REQUIREMENT A
Reproduce the part of the article about the Zoom Shabbat incident that runs from "The tabloid’s story" through "but who’s counting?)", keeping every word unchanged.
REQUIREMENT B
According to the article about the Zoom Shabbat incident, how long was the couple able to broadcast themselves?
REQUIREMENT C
List every city, suburb, and state mentioned in the article about the Zoom Shabbat incident, leaving out any that appear only as part of a newspaper's name.
Segment Start: TEXT PASSAGE
It was a double mitzvah, the New York Post concluded: A couple tuned in online to Shabbat services at their Minnesota synagogue, then stripped and started engaging in sexual activity.
The tabloid’s story about the May 14 incident broke this weekend and immediately went viral among Jews and others who delighted in the writer’s use of “Debbie does Deuteronomy.” (The week’s Torah portion was actually from a different book of the Bible, Leviticus, but who’s counting?)
“I’d like to nominate this story as a candidate for journalism’s sorely-needed distinction in pun-writing prize,” tweeted Erin Einhorn, a Jewish journalist in Detroit.
Pros and cons of Zoom shul
But the incident at Beth El Synagogue in St. Louis Park, a suburb of Minneapolis, is not just a source of levity. It also points to potential risks in the use of streaming technology by Conservative synagogues, which are barred by the movement’s religious law authorities from engaging with electronic devices on the Sabbath. In allowing the use of streaming on Shabbat in an emergency measure early in the pandemic, the movement’s Jewish law committee stated that any streaming equipment should be “set it and forget it” — teed up prior to Shabbat and not touched once it begins.
That may be the reason why the couple was reportedly able to broadcast themselves for 45 minutes, according to the Post, with no one from the synagogue intervening to stop them or remove them from the Zoom meeting.
Segment End: TEXT PASSAGE
Segment Start: GIVEN ENTRIES
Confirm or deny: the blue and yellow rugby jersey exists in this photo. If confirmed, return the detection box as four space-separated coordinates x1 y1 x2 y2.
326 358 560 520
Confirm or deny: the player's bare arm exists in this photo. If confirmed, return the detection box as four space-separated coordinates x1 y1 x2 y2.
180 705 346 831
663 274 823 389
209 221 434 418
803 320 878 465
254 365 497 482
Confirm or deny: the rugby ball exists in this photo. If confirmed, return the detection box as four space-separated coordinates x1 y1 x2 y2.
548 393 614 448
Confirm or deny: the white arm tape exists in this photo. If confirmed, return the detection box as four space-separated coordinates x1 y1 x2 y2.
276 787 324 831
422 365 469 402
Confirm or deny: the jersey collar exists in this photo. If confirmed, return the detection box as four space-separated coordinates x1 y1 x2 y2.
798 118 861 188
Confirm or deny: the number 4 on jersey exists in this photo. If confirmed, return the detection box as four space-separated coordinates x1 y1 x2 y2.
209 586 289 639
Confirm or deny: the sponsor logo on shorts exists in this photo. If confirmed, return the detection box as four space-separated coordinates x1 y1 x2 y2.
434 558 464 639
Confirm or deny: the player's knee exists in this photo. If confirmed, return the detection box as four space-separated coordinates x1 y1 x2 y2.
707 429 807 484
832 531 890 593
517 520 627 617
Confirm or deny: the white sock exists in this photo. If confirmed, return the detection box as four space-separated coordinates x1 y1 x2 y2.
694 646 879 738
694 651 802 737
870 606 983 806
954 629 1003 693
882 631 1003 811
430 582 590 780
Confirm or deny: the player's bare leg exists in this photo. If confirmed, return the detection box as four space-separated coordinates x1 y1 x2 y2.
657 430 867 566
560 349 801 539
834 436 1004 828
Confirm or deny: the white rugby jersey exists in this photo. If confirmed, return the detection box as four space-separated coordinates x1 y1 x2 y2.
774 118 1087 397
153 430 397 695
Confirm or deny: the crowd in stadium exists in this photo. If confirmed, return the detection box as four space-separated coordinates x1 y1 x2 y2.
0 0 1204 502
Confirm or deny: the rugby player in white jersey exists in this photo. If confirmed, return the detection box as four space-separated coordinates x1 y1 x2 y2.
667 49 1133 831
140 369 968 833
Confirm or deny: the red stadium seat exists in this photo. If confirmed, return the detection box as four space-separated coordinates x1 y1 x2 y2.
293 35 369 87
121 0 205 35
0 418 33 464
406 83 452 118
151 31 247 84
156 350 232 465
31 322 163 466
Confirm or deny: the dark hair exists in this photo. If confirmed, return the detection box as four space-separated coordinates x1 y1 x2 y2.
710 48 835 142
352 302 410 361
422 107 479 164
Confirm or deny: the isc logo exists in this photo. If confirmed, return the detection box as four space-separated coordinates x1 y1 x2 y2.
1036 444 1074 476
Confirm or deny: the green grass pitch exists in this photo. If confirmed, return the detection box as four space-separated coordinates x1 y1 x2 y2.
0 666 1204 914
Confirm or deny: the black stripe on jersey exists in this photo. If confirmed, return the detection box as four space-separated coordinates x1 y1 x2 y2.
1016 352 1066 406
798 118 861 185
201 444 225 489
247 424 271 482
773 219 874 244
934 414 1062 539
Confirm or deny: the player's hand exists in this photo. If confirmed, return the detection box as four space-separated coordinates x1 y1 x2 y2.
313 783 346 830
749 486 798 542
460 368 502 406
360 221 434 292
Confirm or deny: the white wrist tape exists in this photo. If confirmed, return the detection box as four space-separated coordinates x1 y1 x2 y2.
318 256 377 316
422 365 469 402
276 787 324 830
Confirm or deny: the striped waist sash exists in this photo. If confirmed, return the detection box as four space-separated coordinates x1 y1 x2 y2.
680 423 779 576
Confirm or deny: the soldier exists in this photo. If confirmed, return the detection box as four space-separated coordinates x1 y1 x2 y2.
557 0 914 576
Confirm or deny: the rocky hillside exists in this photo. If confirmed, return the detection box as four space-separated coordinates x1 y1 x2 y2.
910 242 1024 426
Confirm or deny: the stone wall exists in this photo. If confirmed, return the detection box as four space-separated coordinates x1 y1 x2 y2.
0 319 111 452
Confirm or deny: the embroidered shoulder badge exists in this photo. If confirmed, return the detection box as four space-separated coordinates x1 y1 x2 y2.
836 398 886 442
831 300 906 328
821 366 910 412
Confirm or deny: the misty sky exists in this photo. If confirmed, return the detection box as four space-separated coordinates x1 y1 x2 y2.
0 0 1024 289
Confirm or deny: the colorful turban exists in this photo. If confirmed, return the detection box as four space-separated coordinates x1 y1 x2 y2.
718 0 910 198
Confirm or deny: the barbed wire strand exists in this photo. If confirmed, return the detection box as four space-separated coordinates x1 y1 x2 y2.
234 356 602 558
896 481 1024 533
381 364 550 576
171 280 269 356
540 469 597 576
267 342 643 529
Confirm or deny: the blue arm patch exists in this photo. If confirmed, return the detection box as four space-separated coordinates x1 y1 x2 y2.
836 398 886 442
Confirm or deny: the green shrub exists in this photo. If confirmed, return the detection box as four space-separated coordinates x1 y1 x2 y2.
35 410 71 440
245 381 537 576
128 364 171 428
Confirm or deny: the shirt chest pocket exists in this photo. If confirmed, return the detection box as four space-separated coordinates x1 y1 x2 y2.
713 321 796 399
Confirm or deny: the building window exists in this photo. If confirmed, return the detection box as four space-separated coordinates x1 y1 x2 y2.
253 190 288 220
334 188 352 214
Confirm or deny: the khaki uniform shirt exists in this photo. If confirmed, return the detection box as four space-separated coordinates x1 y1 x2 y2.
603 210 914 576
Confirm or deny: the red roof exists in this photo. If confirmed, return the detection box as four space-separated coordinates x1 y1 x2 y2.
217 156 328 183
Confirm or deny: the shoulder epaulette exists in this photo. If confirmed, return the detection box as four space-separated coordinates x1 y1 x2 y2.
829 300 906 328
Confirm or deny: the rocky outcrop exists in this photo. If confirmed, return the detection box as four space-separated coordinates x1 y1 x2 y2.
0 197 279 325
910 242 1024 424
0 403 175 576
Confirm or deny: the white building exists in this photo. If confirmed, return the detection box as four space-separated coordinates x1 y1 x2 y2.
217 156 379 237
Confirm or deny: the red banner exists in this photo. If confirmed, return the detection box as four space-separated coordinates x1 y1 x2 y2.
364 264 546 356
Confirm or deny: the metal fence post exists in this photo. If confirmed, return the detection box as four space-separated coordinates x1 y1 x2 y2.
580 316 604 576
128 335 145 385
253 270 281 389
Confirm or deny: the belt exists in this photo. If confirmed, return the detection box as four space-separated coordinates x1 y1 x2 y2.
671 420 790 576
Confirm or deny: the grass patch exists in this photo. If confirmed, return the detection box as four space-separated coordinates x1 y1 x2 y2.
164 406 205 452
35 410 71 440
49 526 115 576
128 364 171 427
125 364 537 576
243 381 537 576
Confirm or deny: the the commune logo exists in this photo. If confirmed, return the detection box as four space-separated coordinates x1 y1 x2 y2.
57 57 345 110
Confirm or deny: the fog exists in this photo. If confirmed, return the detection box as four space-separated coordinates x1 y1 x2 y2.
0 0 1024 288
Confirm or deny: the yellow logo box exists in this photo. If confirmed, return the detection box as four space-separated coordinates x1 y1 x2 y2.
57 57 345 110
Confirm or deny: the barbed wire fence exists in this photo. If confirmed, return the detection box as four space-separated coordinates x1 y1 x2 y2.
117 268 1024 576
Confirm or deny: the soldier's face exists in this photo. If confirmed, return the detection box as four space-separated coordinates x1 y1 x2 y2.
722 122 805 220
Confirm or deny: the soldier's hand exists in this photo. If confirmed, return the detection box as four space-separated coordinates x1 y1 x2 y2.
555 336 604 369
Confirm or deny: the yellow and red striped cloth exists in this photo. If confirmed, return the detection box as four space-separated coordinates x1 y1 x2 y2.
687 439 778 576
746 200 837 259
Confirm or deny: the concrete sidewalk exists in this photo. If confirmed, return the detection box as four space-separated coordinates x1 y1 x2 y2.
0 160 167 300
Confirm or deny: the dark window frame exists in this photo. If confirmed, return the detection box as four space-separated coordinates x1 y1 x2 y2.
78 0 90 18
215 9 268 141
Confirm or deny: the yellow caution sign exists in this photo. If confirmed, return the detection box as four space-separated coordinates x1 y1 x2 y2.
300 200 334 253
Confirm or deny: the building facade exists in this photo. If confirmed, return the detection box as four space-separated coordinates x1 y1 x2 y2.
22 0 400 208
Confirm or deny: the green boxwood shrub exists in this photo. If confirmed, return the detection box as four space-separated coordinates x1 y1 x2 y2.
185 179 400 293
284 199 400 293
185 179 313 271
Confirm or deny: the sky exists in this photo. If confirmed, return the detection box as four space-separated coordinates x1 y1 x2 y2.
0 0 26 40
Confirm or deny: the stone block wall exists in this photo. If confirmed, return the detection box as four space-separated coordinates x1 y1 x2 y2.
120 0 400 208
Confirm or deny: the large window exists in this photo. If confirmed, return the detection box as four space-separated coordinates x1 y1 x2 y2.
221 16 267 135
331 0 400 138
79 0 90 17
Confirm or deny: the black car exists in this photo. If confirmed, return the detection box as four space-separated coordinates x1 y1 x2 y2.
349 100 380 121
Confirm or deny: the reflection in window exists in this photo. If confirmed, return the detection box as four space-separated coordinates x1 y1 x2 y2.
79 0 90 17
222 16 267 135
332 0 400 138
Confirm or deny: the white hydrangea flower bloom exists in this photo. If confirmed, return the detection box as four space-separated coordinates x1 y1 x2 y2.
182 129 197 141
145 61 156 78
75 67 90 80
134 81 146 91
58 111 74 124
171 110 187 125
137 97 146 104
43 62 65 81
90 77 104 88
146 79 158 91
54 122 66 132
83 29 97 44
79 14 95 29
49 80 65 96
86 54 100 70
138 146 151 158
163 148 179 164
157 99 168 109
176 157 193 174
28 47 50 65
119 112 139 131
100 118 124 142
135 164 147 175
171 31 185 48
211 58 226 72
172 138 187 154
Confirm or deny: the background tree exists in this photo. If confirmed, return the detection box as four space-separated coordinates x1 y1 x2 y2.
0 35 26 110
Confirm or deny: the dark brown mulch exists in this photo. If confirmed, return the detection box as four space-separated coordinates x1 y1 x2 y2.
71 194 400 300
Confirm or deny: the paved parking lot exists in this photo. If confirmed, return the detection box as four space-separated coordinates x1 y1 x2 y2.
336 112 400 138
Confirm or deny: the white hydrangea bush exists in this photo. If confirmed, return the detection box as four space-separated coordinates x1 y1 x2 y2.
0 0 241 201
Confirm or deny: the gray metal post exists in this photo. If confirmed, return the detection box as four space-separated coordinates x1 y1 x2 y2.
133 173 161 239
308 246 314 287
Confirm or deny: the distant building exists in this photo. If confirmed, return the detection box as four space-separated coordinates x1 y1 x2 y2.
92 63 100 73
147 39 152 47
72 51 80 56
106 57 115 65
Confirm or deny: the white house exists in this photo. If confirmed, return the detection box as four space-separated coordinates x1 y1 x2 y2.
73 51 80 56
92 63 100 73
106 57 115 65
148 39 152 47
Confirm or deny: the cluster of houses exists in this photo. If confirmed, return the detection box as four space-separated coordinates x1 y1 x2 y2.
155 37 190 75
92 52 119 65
Segment End: GIVEN ENTRIES
WRITTEN SOLUTION A
The tabloid’s story about the May 14 incident broke this weekend and immediately went viral among Jews and others who delighted in the writer’s use of “Debbie does Deuteronomy.” (The week’s Torah portion was actually from a different book of the Bible, Leviticus, but who’s counting?)

WRITTEN SOLUTION B
For 45 minutes, according to the Post.

WRITTEN SOLUTION C
Minnesota
St. Louis Park
Minneapolis
Detroit